--- begin EXTRACT ---

Note: the SHA-256 hash of "hunter2" is deterministic - it must match the expected output exactly.

The Result Monad - Concept Explanation

The Result type is a pattern from functional programming that solves a specific problem: how do you compose functions that can fail without scattering try/except blocks across every call site?

Without Result:

def process(raw):
    try:
        record = parse_json(raw)
    except json.JSONDecodeError as e:
        return None  # or raise, or return {}

    try:
        validated = validate_schema(user_schema)(record)
    except ValidationError as e:
        return None

    # ... and so on for every step

With Result:

def process(raw):
    return pipe(
        parse_json,              # returns Ok(dict) or Err(message)
        validate_schema(schema), # receives dict, returns Ok(dict) or Err(message)
        normalize_email,         # receives dict, returns dict (no failure possible)
        serialize("json"),       # returns Ok(str) or Err(message)
    )(raw)
    # If any step returns Err, the rest are skipped automatically

The composition chain handles error propagation. Individual functions do not need to know about each other's failure modes.

map vs and_then:

Use map when wrapping a function that returns a plain value: Ok(42).map(lambda x: x * 2) → Ok(84)
Use and_then when wrapping a function that returns a Result itself: Ok("raw").and_then(parse_json) → whatever parse_json returns

If you used map with a Result-returning function, you would get Ok(Ok(value)) - a nested Result. and_then flattens it.

Step-by-Step Hints

Hint 1 - Start with Ok and Err, then test them in isolation. Before touching compose or pipe, confirm that Ok(42).map(lambda x: x + 1) == Ok(43) and Err("oops").map(lambda x: x + 1) == Err("oops"). These four tests cover the entire map contract.

Hint 2 - compose applies functions in reverse order.

def compose(*fns):
    def composed(value):
        for fn in reversed(fns):  # right-to-left
            if isinstance(value, Err):
                return value       # short-circuit
            if isinstance(value, Ok):
                value = value.value  # unwrap Ok before passing
            value = fn(value)
        return value
    return composed

pipe is the same but without reversed.

Hint 3 - Pure functions never mutate their input. The clearest sign of an impure function is assignment to record["key"] = value. This modifies the dict that was passed in, which means the caller's dict has also changed. Always use {**record, "key": new_value} to create a new dict with the modification.

Hint 4 - functools.singledispatch dispatches on the first argument's type.

@functools.singledispatch
def parse(raw):
    return Err(f"unsupported type: {type(raw).__name__}")

@parse.register(str)
def _parse_str(raw):
    ...

@parse.register(bytes)
def _parse_bytes(raw):
    ...

Call parse("some string") - Python looks up the type str, finds _parse_str, and calls it. If no handler is registered for the type, the base function is called.

Hint 5 - functools.partial for enrich. functools.partial(enrich, lookup_table=country_codes) returns a new function that behaves like enrich but with lookup_table already bound. The returned function only needs record as its argument, making it suitable for use in a pipe.

--- end EXTRACT ---
--- begin STORED DATA ---

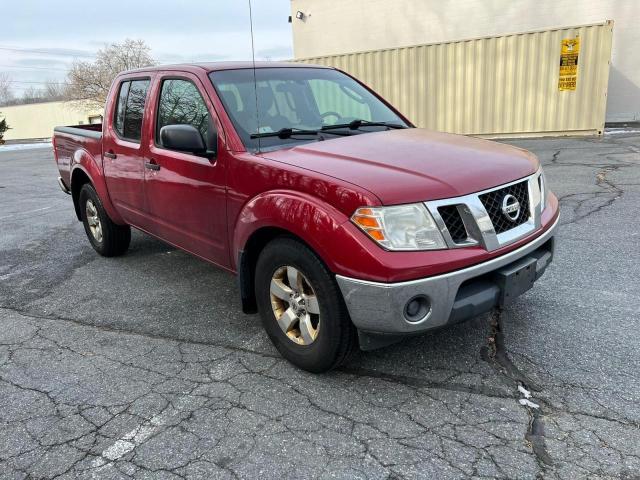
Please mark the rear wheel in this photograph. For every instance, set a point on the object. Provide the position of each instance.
(107, 238)
(302, 308)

--- end STORED DATA ---

### WRITTEN REQUEST
Reproduce everything in the Result monad explanation above, from "# If any step" down to "and_then flattens it.", without changing a character.

### RESULT OF THE EXERCISE
# If any step returns Err, the rest are skipped automatically

The composition chain handles error propagation. Individual functions do not need to know about each other's failure modes.

map vs and_then:

Use map when wrapping a function that returns a plain value: Ok(42).map(lambda x: x * 2) → Ok(84)
Use and_then when wrapping a function that returns a Result itself: Ok("raw").and_then(parse_json) → whatever parse_json returns

If you used map with a Result-returning function, you would get Ok(Ok(value)) - a nested Result. and_then flattens it.